◆ Work instructions
Could you find each line of the data below that contains the word "wing" and copy those lines?

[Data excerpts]

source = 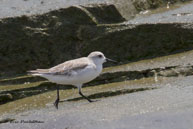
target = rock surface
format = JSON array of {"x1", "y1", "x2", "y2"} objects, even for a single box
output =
[
  {"x1": 0, "y1": 0, "x2": 191, "y2": 19},
  {"x1": 0, "y1": 4, "x2": 125, "y2": 75},
  {"x1": 1, "y1": 1, "x2": 193, "y2": 76},
  {"x1": 1, "y1": 2, "x2": 193, "y2": 76},
  {"x1": 0, "y1": 94, "x2": 13, "y2": 104}
]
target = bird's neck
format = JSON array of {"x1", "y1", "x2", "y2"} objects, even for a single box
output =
[
  {"x1": 91, "y1": 60, "x2": 103, "y2": 72},
  {"x1": 95, "y1": 63, "x2": 103, "y2": 74}
]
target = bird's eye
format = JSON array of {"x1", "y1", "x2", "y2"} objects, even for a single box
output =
[{"x1": 98, "y1": 55, "x2": 102, "y2": 58}]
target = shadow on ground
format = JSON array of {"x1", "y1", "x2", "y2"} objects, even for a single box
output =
[{"x1": 62, "y1": 87, "x2": 156, "y2": 102}]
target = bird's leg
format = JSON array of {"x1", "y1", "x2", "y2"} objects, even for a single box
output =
[
  {"x1": 78, "y1": 86, "x2": 94, "y2": 102},
  {"x1": 54, "y1": 85, "x2": 60, "y2": 109}
]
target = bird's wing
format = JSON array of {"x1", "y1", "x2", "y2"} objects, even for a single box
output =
[
  {"x1": 48, "y1": 57, "x2": 90, "y2": 76},
  {"x1": 28, "y1": 57, "x2": 91, "y2": 76}
]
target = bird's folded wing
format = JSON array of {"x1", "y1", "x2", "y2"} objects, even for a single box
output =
[
  {"x1": 48, "y1": 58, "x2": 89, "y2": 76},
  {"x1": 49, "y1": 62, "x2": 88, "y2": 76},
  {"x1": 28, "y1": 57, "x2": 90, "y2": 76}
]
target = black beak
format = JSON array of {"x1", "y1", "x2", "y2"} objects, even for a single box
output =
[{"x1": 106, "y1": 58, "x2": 118, "y2": 63}]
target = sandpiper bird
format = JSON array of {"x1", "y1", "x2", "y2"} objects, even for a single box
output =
[{"x1": 29, "y1": 51, "x2": 116, "y2": 109}]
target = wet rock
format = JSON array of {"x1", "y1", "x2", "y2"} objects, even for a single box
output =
[
  {"x1": 0, "y1": 4, "x2": 125, "y2": 76},
  {"x1": 80, "y1": 4, "x2": 126, "y2": 24},
  {"x1": 158, "y1": 69, "x2": 179, "y2": 77},
  {"x1": 87, "y1": 65, "x2": 193, "y2": 85},
  {"x1": 0, "y1": 76, "x2": 45, "y2": 85},
  {"x1": 0, "y1": 93, "x2": 13, "y2": 104},
  {"x1": 1, "y1": 21, "x2": 193, "y2": 76},
  {"x1": 1, "y1": 2, "x2": 193, "y2": 76},
  {"x1": 158, "y1": 66, "x2": 193, "y2": 77},
  {"x1": 88, "y1": 71, "x2": 146, "y2": 86},
  {"x1": 81, "y1": 23, "x2": 193, "y2": 64}
]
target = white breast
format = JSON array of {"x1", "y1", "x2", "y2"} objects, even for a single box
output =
[{"x1": 70, "y1": 63, "x2": 103, "y2": 85}]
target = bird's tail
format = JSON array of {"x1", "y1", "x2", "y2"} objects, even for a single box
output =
[{"x1": 27, "y1": 69, "x2": 49, "y2": 76}]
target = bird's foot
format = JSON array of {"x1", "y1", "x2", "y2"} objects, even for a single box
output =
[
  {"x1": 89, "y1": 100, "x2": 99, "y2": 103},
  {"x1": 87, "y1": 98, "x2": 99, "y2": 103}
]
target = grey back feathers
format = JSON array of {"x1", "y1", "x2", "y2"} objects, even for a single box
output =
[{"x1": 28, "y1": 57, "x2": 90, "y2": 77}]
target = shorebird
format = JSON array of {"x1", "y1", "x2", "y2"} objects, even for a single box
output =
[{"x1": 29, "y1": 51, "x2": 116, "y2": 109}]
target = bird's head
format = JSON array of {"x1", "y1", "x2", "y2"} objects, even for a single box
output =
[{"x1": 88, "y1": 51, "x2": 117, "y2": 65}]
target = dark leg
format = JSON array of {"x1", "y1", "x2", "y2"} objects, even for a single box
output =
[
  {"x1": 54, "y1": 85, "x2": 60, "y2": 109},
  {"x1": 78, "y1": 87, "x2": 94, "y2": 102}
]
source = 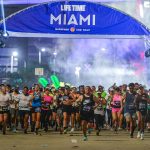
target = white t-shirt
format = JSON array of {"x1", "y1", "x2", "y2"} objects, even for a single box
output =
[
  {"x1": 94, "y1": 102, "x2": 104, "y2": 115},
  {"x1": 0, "y1": 93, "x2": 11, "y2": 107},
  {"x1": 10, "y1": 93, "x2": 19, "y2": 109},
  {"x1": 19, "y1": 94, "x2": 31, "y2": 111}
]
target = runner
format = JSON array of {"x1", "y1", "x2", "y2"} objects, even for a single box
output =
[
  {"x1": 135, "y1": 85, "x2": 149, "y2": 140},
  {"x1": 9, "y1": 87, "x2": 19, "y2": 132},
  {"x1": 55, "y1": 88, "x2": 64, "y2": 134},
  {"x1": 62, "y1": 87, "x2": 73, "y2": 134},
  {"x1": 111, "y1": 87, "x2": 123, "y2": 132},
  {"x1": 50, "y1": 87, "x2": 57, "y2": 129},
  {"x1": 70, "y1": 87, "x2": 80, "y2": 133},
  {"x1": 94, "y1": 92, "x2": 105, "y2": 136},
  {"x1": 124, "y1": 83, "x2": 136, "y2": 138},
  {"x1": 147, "y1": 89, "x2": 150, "y2": 131},
  {"x1": 77, "y1": 86, "x2": 95, "y2": 141},
  {"x1": 31, "y1": 84, "x2": 43, "y2": 135},
  {"x1": 106, "y1": 88, "x2": 113, "y2": 130},
  {"x1": 120, "y1": 84, "x2": 127, "y2": 130},
  {"x1": 97, "y1": 85, "x2": 107, "y2": 128},
  {"x1": 18, "y1": 86, "x2": 31, "y2": 134},
  {"x1": 41, "y1": 88, "x2": 53, "y2": 132},
  {"x1": 0, "y1": 85, "x2": 11, "y2": 134}
]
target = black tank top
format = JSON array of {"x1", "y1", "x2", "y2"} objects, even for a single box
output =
[
  {"x1": 124, "y1": 92, "x2": 136, "y2": 113},
  {"x1": 135, "y1": 93, "x2": 148, "y2": 112},
  {"x1": 81, "y1": 94, "x2": 94, "y2": 112}
]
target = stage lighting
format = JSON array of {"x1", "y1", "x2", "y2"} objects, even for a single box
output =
[
  {"x1": 145, "y1": 49, "x2": 150, "y2": 57},
  {"x1": 3, "y1": 32, "x2": 9, "y2": 38},
  {"x1": 0, "y1": 30, "x2": 9, "y2": 38},
  {"x1": 41, "y1": 48, "x2": 46, "y2": 52}
]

◆ Exercise solution
target = bird's wing
target = bird's folded wing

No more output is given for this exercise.